#### Problem details
Could you retype, exactly and with no pictures, only the lines from the first line of the records below through the line that contains "box: [333, 67, 450, 121]"?

#### Data extract
----------------------------------------

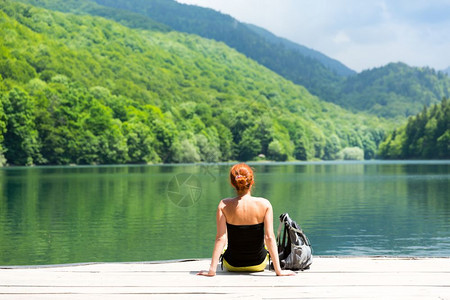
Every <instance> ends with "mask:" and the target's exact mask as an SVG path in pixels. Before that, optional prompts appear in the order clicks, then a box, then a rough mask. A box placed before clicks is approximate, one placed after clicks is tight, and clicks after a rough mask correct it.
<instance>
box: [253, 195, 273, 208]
mask: <svg viewBox="0 0 450 300" xmlns="http://www.w3.org/2000/svg"><path fill="white" fill-rule="evenodd" d="M253 199H255V201H257V202H259V203H261V204H262V205H264V206H272V205H271V204H270V201H269V200H267V199H266V198H263V197H253Z"/></svg>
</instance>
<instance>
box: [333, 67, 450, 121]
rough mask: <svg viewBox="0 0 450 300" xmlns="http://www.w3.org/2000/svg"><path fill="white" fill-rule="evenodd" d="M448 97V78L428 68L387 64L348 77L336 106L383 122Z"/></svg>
mask: <svg viewBox="0 0 450 300" xmlns="http://www.w3.org/2000/svg"><path fill="white" fill-rule="evenodd" d="M449 96H450V78H449V77H448V76H447V75H445V74H444V73H442V72H436V71H434V70H433V69H430V68H414V67H409V66H407V65H406V64H403V63H391V64H388V65H386V66H384V67H380V68H375V69H372V70H367V71H364V72H361V73H359V74H357V75H354V76H350V77H348V78H347V79H346V81H345V83H344V84H343V86H342V90H341V93H340V97H339V98H338V99H339V100H338V101H336V103H337V104H339V105H341V106H342V107H345V108H347V109H350V110H353V111H365V112H368V113H372V114H375V115H377V116H383V117H386V118H395V117H408V116H410V115H414V114H416V113H417V112H419V111H420V110H421V109H422V108H423V106H424V105H425V106H430V105H432V104H436V103H439V102H440V100H441V99H442V98H443V97H449Z"/></svg>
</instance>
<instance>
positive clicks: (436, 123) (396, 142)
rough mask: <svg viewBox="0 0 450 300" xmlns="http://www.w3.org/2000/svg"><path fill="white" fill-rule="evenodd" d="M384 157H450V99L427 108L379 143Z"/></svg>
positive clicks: (386, 157)
mask: <svg viewBox="0 0 450 300" xmlns="http://www.w3.org/2000/svg"><path fill="white" fill-rule="evenodd" d="M380 156H381V157H382V158H385V159H450V100H449V99H447V98H444V99H442V101H441V102H440V103H438V104H434V105H432V106H431V107H429V108H427V107H425V108H424V109H423V110H422V112H420V113H418V114H417V115H416V116H413V117H410V118H409V119H408V122H407V123H406V124H405V125H404V126H401V127H400V128H398V129H396V130H394V132H393V133H392V134H390V135H389V136H388V137H387V139H386V140H385V141H384V142H383V143H382V144H381V145H380Z"/></svg>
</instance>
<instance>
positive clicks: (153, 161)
mask: <svg viewBox="0 0 450 300" xmlns="http://www.w3.org/2000/svg"><path fill="white" fill-rule="evenodd" d="M47 3H49V2H47ZM85 3H86V2H85ZM81 4H82V3H81V2H80V5H81ZM0 8H1V10H0V40H2V44H1V45H0V49H1V51H0V100H1V101H0V104H1V105H0V163H2V164H5V163H7V164H10V165H32V164H71V163H74V164H112V163H143V162H146V163H157V162H164V163H166V162H167V163H170V162H198V161H206V162H212V161H229V160H241V161H242V160H251V159H253V158H255V157H257V156H258V154H264V155H265V156H266V157H267V158H268V159H271V160H279V161H283V160H292V159H299V160H311V159H334V158H336V157H337V156H338V154H339V152H341V151H342V150H345V149H346V148H347V147H359V148H361V149H364V154H365V157H366V158H373V157H374V155H375V152H376V149H377V145H378V144H379V143H380V142H381V141H382V140H383V138H384V135H385V132H386V130H387V129H388V128H391V127H392V123H389V121H386V120H380V119H378V118H376V117H373V116H368V115H364V114H358V115H355V114H352V113H349V112H348V111H346V110H344V109H342V108H340V107H338V106H336V105H334V104H331V103H327V102H322V101H320V100H319V99H318V98H317V97H315V96H312V95H311V94H310V93H309V92H308V91H307V90H306V89H305V88H303V87H301V86H298V85H295V84H294V83H292V82H291V81H288V80H286V79H285V78H283V77H281V76H279V75H278V74H276V73H274V72H272V71H270V70H269V69H267V68H265V67H263V66H261V65H259V64H258V63H256V62H255V61H254V60H251V59H248V58H247V57H246V56H244V55H242V54H241V53H239V52H237V51H235V50H234V49H231V48H230V47H228V46H226V45H225V44H223V43H220V42H219V43H218V42H215V41H213V40H208V39H204V38H201V37H199V36H197V35H190V34H185V33H179V32H175V31H169V32H168V31H165V30H164V28H160V27H159V26H158V24H157V23H153V26H156V28H157V29H156V30H143V29H130V28H129V27H126V26H123V25H121V24H119V23H117V22H114V21H111V20H107V19H104V18H101V17H94V16H91V15H86V14H84V15H83V14H82V15H75V14H68V13H61V12H55V11H51V10H46V9H42V8H38V7H35V6H31V5H25V4H22V3H18V2H14V1H9V0H0ZM112 12H113V13H114V14H115V13H116V12H115V11H112ZM5 160H6V162H5Z"/></svg>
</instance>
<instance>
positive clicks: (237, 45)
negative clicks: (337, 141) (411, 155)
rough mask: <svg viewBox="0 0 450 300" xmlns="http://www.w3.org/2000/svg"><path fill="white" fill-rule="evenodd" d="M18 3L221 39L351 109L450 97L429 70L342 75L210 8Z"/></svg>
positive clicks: (291, 77)
mask: <svg viewBox="0 0 450 300" xmlns="http://www.w3.org/2000/svg"><path fill="white" fill-rule="evenodd" d="M20 1H22V2H27V3H31V4H33V5H38V6H44V7H47V8H51V9H54V10H60V11H70V12H75V13H84V14H86V13H87V14H92V15H99V16H103V17H106V18H110V19H112V20H116V21H118V22H121V23H122V24H124V25H126V26H129V27H133V28H144V29H156V30H161V31H167V30H169V29H170V28H172V29H175V30H178V31H183V32H189V33H195V34H198V35H200V36H203V37H206V38H211V39H215V40H218V41H223V42H224V43H226V44H227V45H229V46H231V47H233V48H235V49H237V50H238V51H240V52H241V53H243V54H245V55H247V56H248V57H250V58H252V59H254V60H256V61H257V62H259V63H260V64H262V65H264V66H266V67H268V68H269V69H271V70H273V71H275V72H277V73H278V74H280V75H282V76H284V77H285V78H287V79H289V80H291V81H293V82H294V83H297V84H300V85H303V86H305V87H306V88H307V89H308V91H309V92H311V93H312V94H314V95H318V96H319V97H320V98H321V99H323V100H326V101H329V102H333V103H337V104H339V105H340V106H342V107H344V108H346V109H350V110H352V111H354V112H360V111H362V112H365V113H370V114H375V115H377V116H380V117H385V118H396V119H405V118H406V117H408V116H410V115H414V114H416V113H418V112H419V111H420V110H421V109H422V107H423V105H431V104H433V103H438V102H439V101H440V100H441V99H442V97H449V96H450V93H449V89H448V86H449V82H450V79H449V78H448V77H445V76H443V74H442V73H436V72H435V71H434V70H432V69H428V68H414V67H409V66H407V65H405V64H401V63H399V64H389V65H387V66H384V67H381V68H375V69H372V70H367V71H364V72H361V73H359V74H354V75H351V76H345V75H350V73H352V72H351V70H349V69H348V68H346V67H345V66H344V65H342V64H341V63H339V62H337V61H335V60H332V59H330V58H327V57H326V56H325V55H321V54H320V53H318V52H313V53H311V51H308V50H310V49H307V48H306V47H303V46H300V45H296V44H295V43H292V42H289V41H287V40H285V39H282V38H278V37H276V36H274V35H273V34H271V33H270V32H267V31H266V30H264V29H261V28H258V27H256V26H253V25H249V24H242V23H240V22H238V21H237V20H235V19H233V18H232V17H230V16H228V15H224V14H221V13H219V12H217V11H214V10H212V9H207V8H202V7H197V6H193V5H185V4H181V3H177V2H175V1H173V0H92V1H89V0H78V1H77V0H20ZM94 1H95V2H96V3H94ZM97 3H99V4H102V5H99V4H97ZM103 5H104V6H103ZM121 12H122V13H121ZM154 20H156V21H158V22H160V23H157V22H155V21H154ZM162 24H164V25H162ZM338 74H340V75H338Z"/></svg>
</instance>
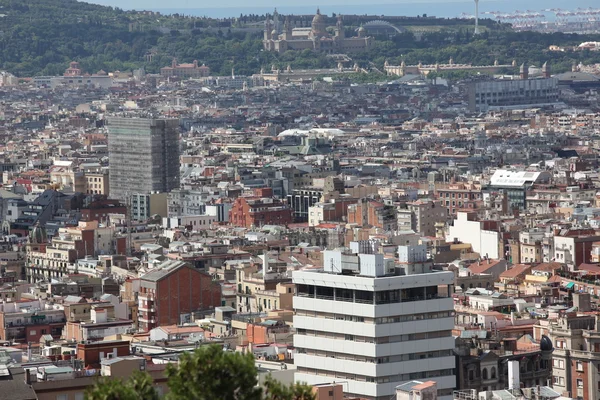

----------------------------------------

#### Result
Every <instance> ends with "mask:" and the target's exact mask as an SVG path in pixels. Before that, optional prompts appear in the order clicks, then a box, then a rough mask. A box placed before clicks is approximate, one placed after clicks is tight, and clicks after a rough mask correct it.
<instance>
box: [253, 195, 273, 208]
mask: <svg viewBox="0 0 450 300" xmlns="http://www.w3.org/2000/svg"><path fill="white" fill-rule="evenodd" d="M253 199H255V201H257V202H259V203H261V204H262V205H264V206H272V205H271V204H270V201H269V200H267V199H266V198H263V197H253Z"/></svg>
</instance>
<instance>
box: [333, 67, 450, 121]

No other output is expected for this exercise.